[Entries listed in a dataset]
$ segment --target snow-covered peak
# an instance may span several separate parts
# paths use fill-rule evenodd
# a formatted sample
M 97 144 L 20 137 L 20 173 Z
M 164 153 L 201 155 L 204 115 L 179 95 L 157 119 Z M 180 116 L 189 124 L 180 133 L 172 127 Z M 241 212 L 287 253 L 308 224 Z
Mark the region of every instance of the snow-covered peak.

--

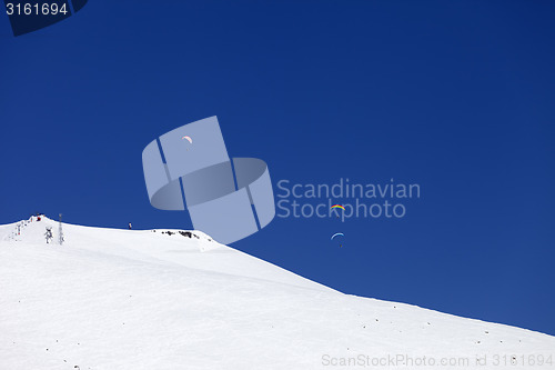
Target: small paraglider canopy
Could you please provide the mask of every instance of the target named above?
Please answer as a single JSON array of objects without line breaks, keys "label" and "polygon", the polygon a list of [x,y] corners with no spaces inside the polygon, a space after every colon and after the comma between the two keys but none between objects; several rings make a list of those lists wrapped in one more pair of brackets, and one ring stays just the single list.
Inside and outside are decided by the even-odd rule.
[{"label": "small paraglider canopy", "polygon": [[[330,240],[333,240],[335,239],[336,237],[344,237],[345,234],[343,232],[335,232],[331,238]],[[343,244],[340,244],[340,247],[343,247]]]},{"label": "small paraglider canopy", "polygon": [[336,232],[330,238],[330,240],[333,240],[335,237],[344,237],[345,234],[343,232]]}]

==

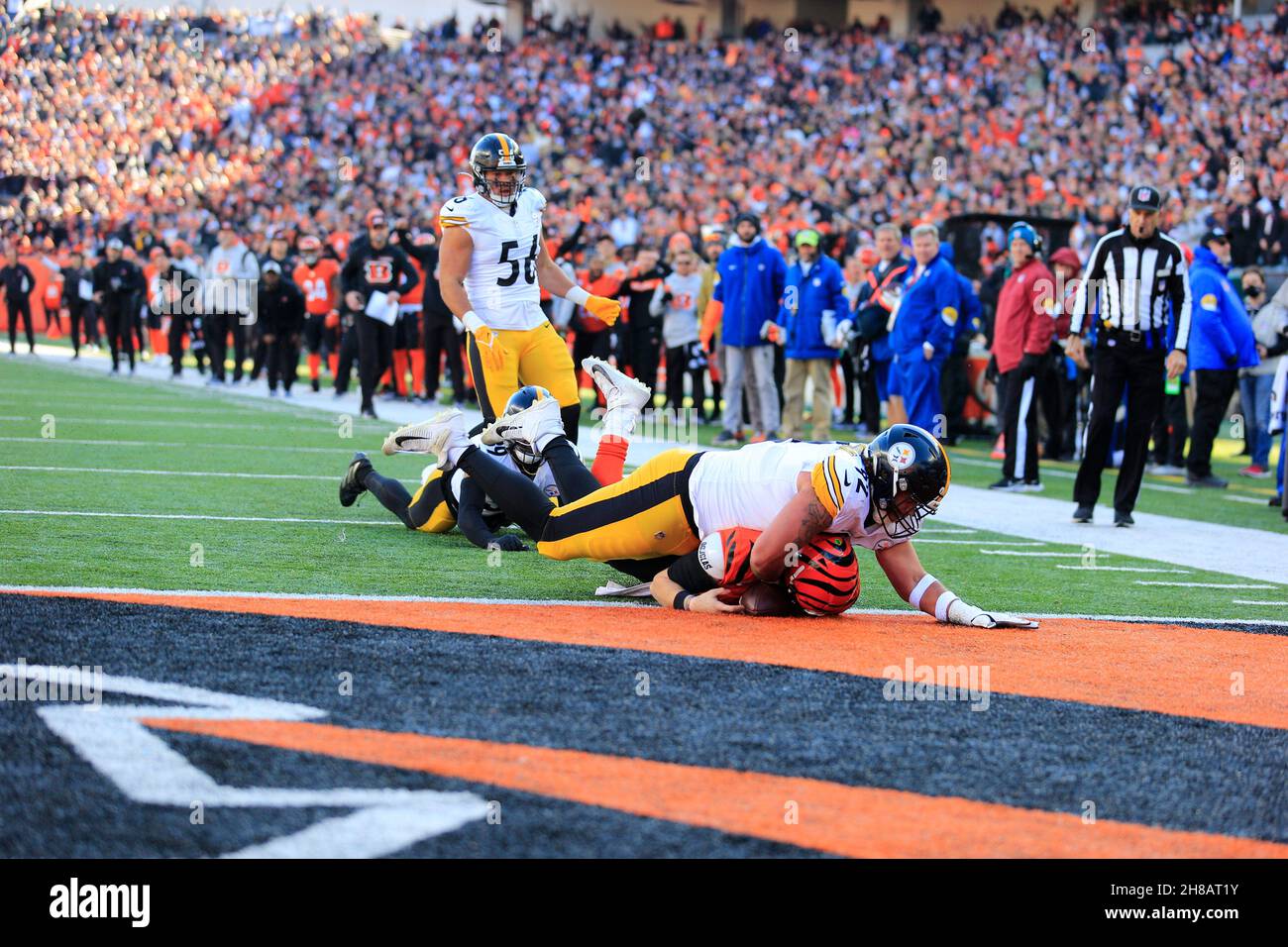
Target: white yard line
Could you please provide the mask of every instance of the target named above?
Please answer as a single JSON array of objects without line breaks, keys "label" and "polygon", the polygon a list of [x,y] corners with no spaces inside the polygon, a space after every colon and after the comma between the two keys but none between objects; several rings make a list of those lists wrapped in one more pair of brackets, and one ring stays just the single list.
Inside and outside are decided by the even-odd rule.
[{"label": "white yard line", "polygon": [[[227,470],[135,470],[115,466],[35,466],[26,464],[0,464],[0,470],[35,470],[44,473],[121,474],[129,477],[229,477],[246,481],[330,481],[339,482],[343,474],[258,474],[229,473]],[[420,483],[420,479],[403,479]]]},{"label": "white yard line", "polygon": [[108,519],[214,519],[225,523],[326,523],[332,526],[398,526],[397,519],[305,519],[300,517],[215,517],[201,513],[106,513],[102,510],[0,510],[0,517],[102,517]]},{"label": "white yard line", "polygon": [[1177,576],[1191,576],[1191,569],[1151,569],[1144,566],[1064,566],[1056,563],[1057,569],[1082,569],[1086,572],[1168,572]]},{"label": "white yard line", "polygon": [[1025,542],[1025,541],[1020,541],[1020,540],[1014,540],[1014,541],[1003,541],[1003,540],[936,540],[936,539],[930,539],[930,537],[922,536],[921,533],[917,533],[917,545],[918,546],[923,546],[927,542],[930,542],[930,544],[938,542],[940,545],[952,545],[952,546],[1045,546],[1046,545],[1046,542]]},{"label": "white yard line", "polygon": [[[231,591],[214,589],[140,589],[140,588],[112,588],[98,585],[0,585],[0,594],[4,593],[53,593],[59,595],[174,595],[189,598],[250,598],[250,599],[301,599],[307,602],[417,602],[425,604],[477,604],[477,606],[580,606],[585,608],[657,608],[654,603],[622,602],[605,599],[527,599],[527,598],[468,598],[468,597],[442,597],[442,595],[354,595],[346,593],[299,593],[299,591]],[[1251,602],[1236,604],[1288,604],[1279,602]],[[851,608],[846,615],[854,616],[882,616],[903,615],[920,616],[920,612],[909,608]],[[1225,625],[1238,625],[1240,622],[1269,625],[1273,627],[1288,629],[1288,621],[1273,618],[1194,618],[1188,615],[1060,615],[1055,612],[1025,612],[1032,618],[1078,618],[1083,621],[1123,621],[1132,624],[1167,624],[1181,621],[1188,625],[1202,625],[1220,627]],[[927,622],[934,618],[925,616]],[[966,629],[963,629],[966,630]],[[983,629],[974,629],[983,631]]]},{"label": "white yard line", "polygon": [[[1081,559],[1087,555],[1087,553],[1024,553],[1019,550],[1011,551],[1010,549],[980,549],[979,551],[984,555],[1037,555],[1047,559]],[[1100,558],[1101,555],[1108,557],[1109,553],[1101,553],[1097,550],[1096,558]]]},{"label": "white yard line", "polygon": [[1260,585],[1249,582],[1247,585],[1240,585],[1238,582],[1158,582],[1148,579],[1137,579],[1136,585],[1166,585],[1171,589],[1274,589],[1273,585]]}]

Request: Output the lines above, from the line containing "--target snow-covered peak" through the line containing "Mark the region", both included, as a JSON list of strings with one string per line and blank lines left out.

Reply to the task:
[
  "$ segment --target snow-covered peak",
  "# an instance may span several separate parts",
  "# paths use fill-rule evenodd",
  "# a formatted sample",
  "M 97 144 L 20 137 L 20 173 Z",
  "M 164 153 L 201 155 L 204 115 L 179 95 L 157 119 Z M 180 116 L 189 124 L 180 133 L 172 127 Z M 241 212 L 287 253 L 308 224 Z",
  "Mark the region of every instance of the snow-covered peak."
]